**** Recorded information

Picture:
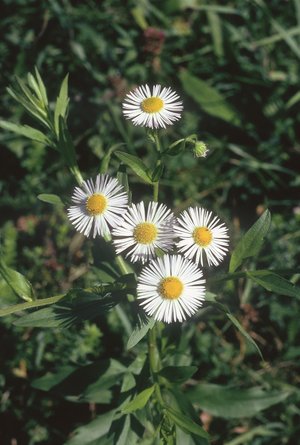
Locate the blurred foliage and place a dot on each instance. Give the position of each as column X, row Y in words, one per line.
column 236, row 66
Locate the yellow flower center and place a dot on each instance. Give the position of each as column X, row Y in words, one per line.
column 170, row 288
column 202, row 236
column 152, row 105
column 145, row 233
column 96, row 204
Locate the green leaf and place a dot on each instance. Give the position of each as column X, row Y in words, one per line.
column 137, row 166
column 67, row 149
column 42, row 87
column 268, row 430
column 157, row 173
column 178, row 374
column 51, row 199
column 139, row 332
column 274, row 283
column 17, row 282
column 238, row 325
column 89, row 383
column 139, row 401
column 209, row 98
column 212, row 298
column 251, row 242
column 228, row 402
column 25, row 130
column 185, row 423
column 61, row 105
column 51, row 379
column 92, row 431
column 78, row 305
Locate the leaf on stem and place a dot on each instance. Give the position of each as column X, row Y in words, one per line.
column 61, row 105
column 136, row 165
column 139, row 332
column 78, row 305
column 185, row 423
column 25, row 130
column 17, row 282
column 251, row 243
column 274, row 283
column 228, row 402
column 51, row 199
column 209, row 98
column 139, row 401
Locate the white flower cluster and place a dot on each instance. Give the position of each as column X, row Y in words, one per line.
column 171, row 286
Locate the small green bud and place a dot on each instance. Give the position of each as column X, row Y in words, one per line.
column 200, row 149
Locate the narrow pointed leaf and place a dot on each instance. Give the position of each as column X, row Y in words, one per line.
column 25, row 130
column 93, row 431
column 17, row 282
column 139, row 401
column 251, row 242
column 136, row 165
column 228, row 402
column 274, row 283
column 51, row 199
column 62, row 102
column 209, row 98
column 186, row 424
column 178, row 374
column 139, row 332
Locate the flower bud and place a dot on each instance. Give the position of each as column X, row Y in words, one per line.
column 200, row 149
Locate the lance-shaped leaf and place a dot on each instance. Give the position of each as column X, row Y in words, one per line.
column 139, row 332
column 77, row 306
column 210, row 297
column 61, row 105
column 25, row 130
column 178, row 374
column 136, row 165
column 92, row 432
column 17, row 282
column 251, row 242
column 50, row 199
column 139, row 401
column 274, row 283
column 185, row 423
column 209, row 98
column 228, row 402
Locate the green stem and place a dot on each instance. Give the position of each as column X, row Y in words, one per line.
column 158, row 163
column 121, row 265
column 154, row 363
column 119, row 260
column 29, row 305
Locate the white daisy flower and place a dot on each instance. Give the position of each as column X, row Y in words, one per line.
column 201, row 236
column 98, row 205
column 144, row 229
column 171, row 288
column 154, row 109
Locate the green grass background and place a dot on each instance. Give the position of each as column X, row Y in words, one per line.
column 235, row 65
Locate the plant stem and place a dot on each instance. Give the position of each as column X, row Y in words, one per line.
column 158, row 163
column 121, row 265
column 154, row 361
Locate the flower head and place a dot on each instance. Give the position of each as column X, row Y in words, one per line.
column 201, row 235
column 97, row 205
column 144, row 229
column 171, row 288
column 153, row 109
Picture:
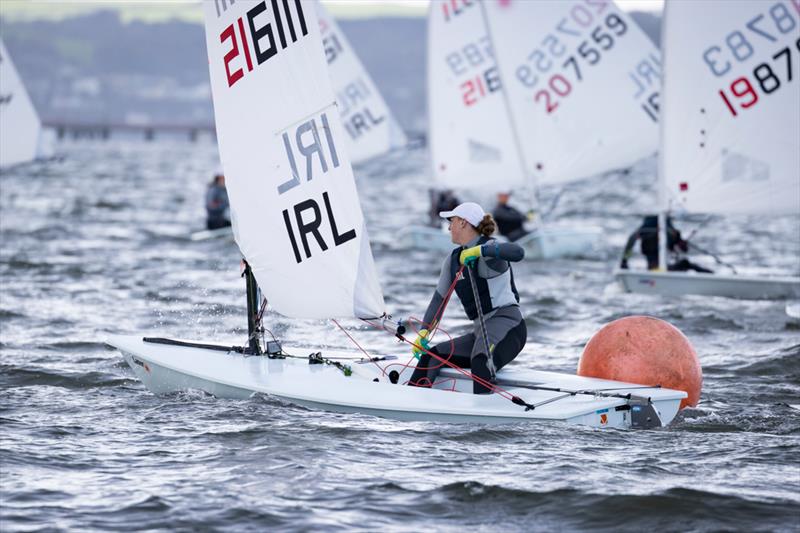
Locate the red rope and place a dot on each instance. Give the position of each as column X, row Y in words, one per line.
column 359, row 346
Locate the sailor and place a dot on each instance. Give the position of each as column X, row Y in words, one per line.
column 510, row 221
column 217, row 207
column 443, row 200
column 470, row 229
column 648, row 233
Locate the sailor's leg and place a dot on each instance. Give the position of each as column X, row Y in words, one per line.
column 511, row 345
column 507, row 335
column 456, row 352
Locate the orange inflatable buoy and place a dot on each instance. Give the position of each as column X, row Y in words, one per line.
column 645, row 350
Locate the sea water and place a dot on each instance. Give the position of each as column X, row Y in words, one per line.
column 98, row 243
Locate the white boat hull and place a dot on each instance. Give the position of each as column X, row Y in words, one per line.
column 212, row 234
column 167, row 369
column 731, row 286
column 547, row 242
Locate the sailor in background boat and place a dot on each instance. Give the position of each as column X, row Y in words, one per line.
column 217, row 206
column 510, row 221
column 441, row 200
column 648, row 233
column 471, row 229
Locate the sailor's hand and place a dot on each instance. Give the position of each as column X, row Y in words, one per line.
column 419, row 343
column 470, row 255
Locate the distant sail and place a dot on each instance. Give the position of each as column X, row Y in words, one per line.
column 582, row 82
column 295, row 208
column 470, row 137
column 20, row 127
column 731, row 137
column 371, row 128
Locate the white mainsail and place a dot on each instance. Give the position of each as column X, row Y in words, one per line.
column 582, row 81
column 294, row 204
column 20, row 127
column 471, row 141
column 731, row 131
column 371, row 128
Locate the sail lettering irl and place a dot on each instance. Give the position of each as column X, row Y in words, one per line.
column 260, row 35
column 307, row 148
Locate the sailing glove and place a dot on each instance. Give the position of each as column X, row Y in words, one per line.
column 420, row 342
column 470, row 256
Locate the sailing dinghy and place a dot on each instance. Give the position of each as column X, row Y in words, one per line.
column 730, row 130
column 474, row 143
column 20, row 127
column 298, row 223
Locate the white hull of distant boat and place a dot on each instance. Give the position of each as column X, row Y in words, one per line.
column 731, row 286
column 548, row 242
column 212, row 234
column 168, row 368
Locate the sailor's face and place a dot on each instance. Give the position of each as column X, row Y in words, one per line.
column 457, row 225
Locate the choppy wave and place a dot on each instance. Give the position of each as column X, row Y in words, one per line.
column 107, row 249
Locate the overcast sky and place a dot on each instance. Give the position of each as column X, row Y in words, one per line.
column 155, row 10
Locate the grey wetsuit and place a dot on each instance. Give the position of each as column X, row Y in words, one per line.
column 498, row 298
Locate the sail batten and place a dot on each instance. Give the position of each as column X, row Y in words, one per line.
column 295, row 209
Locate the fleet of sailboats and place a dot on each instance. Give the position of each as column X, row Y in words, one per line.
column 299, row 225
column 730, row 130
column 371, row 127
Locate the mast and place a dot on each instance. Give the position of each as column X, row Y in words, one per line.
column 529, row 177
column 253, row 319
column 661, row 200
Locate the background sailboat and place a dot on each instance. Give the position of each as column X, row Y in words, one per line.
column 20, row 127
column 508, row 137
column 731, row 130
column 299, row 225
column 370, row 125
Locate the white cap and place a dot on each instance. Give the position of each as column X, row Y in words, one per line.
column 469, row 211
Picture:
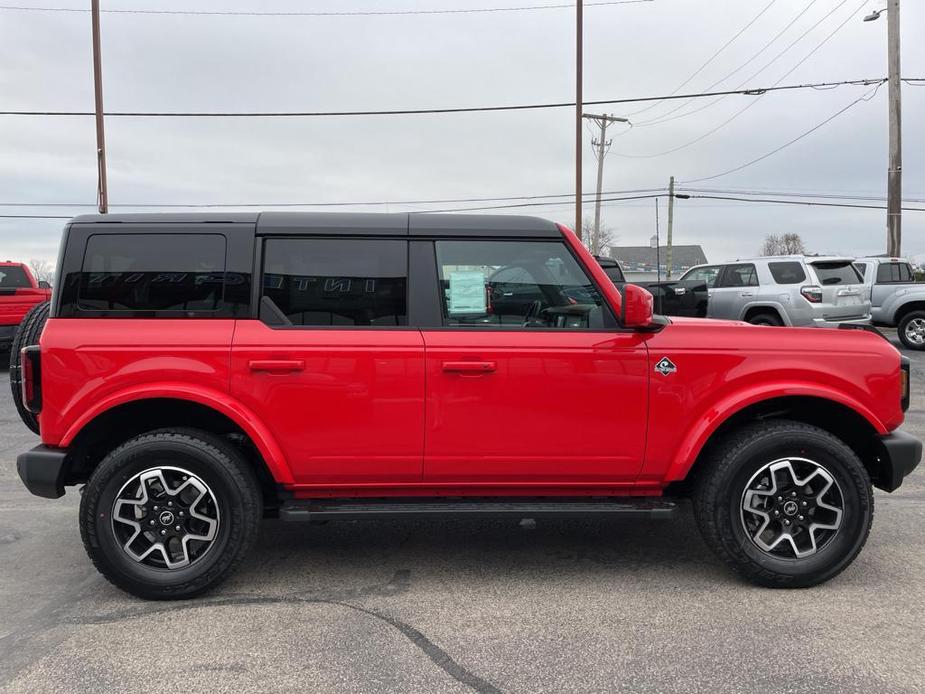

********

> [Stated task]: Copy the whole listing above word for word, from its first line to its last, and leave the pictures out.

> [Response below]:
Picture:
Locate the blurred foliage and place a dot on each instance. Give the position of each as column X, row Y in words, one per line.
column 236, row 66
Locate the yellow flower center and place a dot on each instance. Give the position of each as column X, row Y in words, one per line.
column 170, row 288
column 202, row 236
column 152, row 105
column 145, row 233
column 96, row 204
Locate the green leaf and place a dot on each instance. Give the position of each as column X, row Y in words, one per line.
column 137, row 166
column 67, row 149
column 42, row 87
column 268, row 430
column 157, row 173
column 178, row 374
column 51, row 199
column 139, row 332
column 274, row 283
column 17, row 282
column 238, row 325
column 89, row 383
column 139, row 401
column 209, row 98
column 212, row 298
column 251, row 242
column 228, row 402
column 25, row 130
column 185, row 423
column 61, row 105
column 51, row 379
column 92, row 431
column 78, row 305
Locate the leaf on stem and place a dot on each instance. Give the position of each as column X, row Y in words, one per line.
column 61, row 105
column 136, row 165
column 139, row 332
column 78, row 305
column 185, row 423
column 25, row 130
column 17, row 282
column 251, row 243
column 274, row 283
column 228, row 402
column 51, row 199
column 209, row 98
column 139, row 401
Locate the white flower cluster and place a dot on each instance. Give the position of each as column X, row Y in words, one per line.
column 171, row 286
Locate the small green bud and place a dot on each instance. Give the position of each as column X, row Y in words, one per line.
column 200, row 149
Locate the narrow pointed leaf and place a dot on each instance. Give the position of each as column X, row Y in words, one per line.
column 25, row 130
column 93, row 431
column 17, row 282
column 139, row 401
column 251, row 242
column 136, row 165
column 228, row 402
column 274, row 283
column 51, row 199
column 62, row 102
column 209, row 98
column 186, row 424
column 178, row 374
column 139, row 332
Locate the flower bud and place a dot on each instance. Give the position of each as column X, row Y in words, one per line.
column 200, row 149
Locate the lance-shaped leaf and place a dot on each instance. Give the position of each as column X, row Y in words, one per line.
column 139, row 332
column 77, row 306
column 210, row 297
column 61, row 105
column 25, row 130
column 178, row 374
column 136, row 165
column 92, row 432
column 17, row 282
column 251, row 242
column 50, row 199
column 139, row 401
column 274, row 283
column 185, row 423
column 209, row 98
column 228, row 402
Locate the green stem and place a dot on each instance. Give the position of each as column X, row Y in words, one per line.
column 158, row 163
column 121, row 265
column 154, row 363
column 119, row 260
column 29, row 305
Locate the white daisy flower and place a dot on each instance. Give the position of each as column X, row Y in words, one per line.
column 201, row 236
column 98, row 205
column 144, row 229
column 171, row 288
column 154, row 109
Locate the green grass background and place a dot on each instance. Give the position of each as column X, row Y in words, one per line.
column 235, row 65
Locate the plant stem and place a dot on each instance. Give the position of each as column X, row Y in words, one per line.
column 158, row 163
column 121, row 265
column 154, row 361
Locate the flower head and place a dot on each instance. Give the position of each as column X, row Y in words, one per line.
column 201, row 235
column 97, row 205
column 144, row 229
column 171, row 288
column 153, row 109
Picture:
Locate the red rope and place a dot on each instance. Give the position of each as column X, row Y in words, one per line.
column 359, row 346
Locate the sailor and place a dot on each instance. Give the position of each as column X, row Y in words, one per line.
column 510, row 221
column 217, row 207
column 443, row 200
column 470, row 229
column 648, row 233
Locate the sailor's leg and place a dot on each instance. Give the position of each as column X, row Y in words, one per line.
column 511, row 345
column 507, row 335
column 456, row 352
Locate the orange inflatable buoy and place a dot on each instance. Give the position of each as column X, row Y in words, one per line.
column 645, row 350
Locate the sea water and place a dot on each instance. Give the position of each as column X, row Y in words, one per line.
column 98, row 243
Locate the white boat hull and place a dot on each instance. Give the position of each as column X, row Y in words, one per line.
column 212, row 234
column 167, row 369
column 731, row 286
column 547, row 242
Locate the sailor in background boat and place a dot on each instance. Give the position of each as column X, row Y in words, one per line.
column 217, row 206
column 510, row 221
column 441, row 200
column 648, row 233
column 471, row 229
Locate the sailor's hand and place a dot on each instance. Give the position of each as column X, row Y in words, one per line.
column 419, row 343
column 470, row 255
Locate the distant sail and place a dot on each instance. Give the position of each as column X, row Y in words, one per line.
column 582, row 82
column 295, row 208
column 470, row 137
column 20, row 127
column 731, row 137
column 371, row 128
Locate the white mainsail and place a dot on each instance. Give the position of each as column X, row Y in words, one per line.
column 582, row 81
column 294, row 204
column 20, row 127
column 471, row 141
column 731, row 131
column 371, row 128
Locate the sail lettering irl and place a dot on each instance. Give the position of each as column X, row Y in words, one per line.
column 260, row 35
column 307, row 148
Locate the sailing glove and place a dot on each instance. Give the position of each as column X, row Y in words, one per line.
column 420, row 342
column 470, row 256
Locate the sailing dinghy and place a dot on each instance. Give the position of each as column X, row Y in words, one per line.
column 730, row 130
column 474, row 143
column 20, row 127
column 298, row 223
Locate the white hull of distant boat and place a dot on each instance. Give the position of each as column X, row Y in words, one per line.
column 731, row 286
column 548, row 242
column 212, row 234
column 168, row 368
Locate the sailor's face and place a dot on each instance. Give the position of each as column X, row Y in words, one per line.
column 457, row 225
Locate the choppy wave and place a dot on each instance. Give the position of each as column X, row Y in words, one per line.
column 107, row 249
Locate the overcast sky and place a dot on each instance. Give the position of each as column X, row Y in words, one per line.
column 155, row 10
Locate the grey wetsuit and place a dot on each instance. Give the position of each as column X, row Y in words, one per line.
column 498, row 298
Locate the sail batten and place a dot on each instance. Give the position of each as column X, row Y in words, one per line.
column 295, row 209
Locate the fleet of sailboats and place a dot on each instance. Give the position of each as column X, row Y in words, one per line.
column 299, row 225
column 730, row 130
column 371, row 127
Locate the mast and place a dot on each instance. Give the position of each as column X, row Y in words, one per line.
column 529, row 177
column 253, row 319
column 661, row 200
Locate the background sailboat and place a dot on each instance. Give the position of each as column X, row Y in words, one per line.
column 20, row 127
column 508, row 137
column 731, row 130
column 299, row 225
column 370, row 125
Locate the white cap and place a dot on each instance. Give the position of each as column X, row Y in words, one per line.
column 469, row 211
Picture:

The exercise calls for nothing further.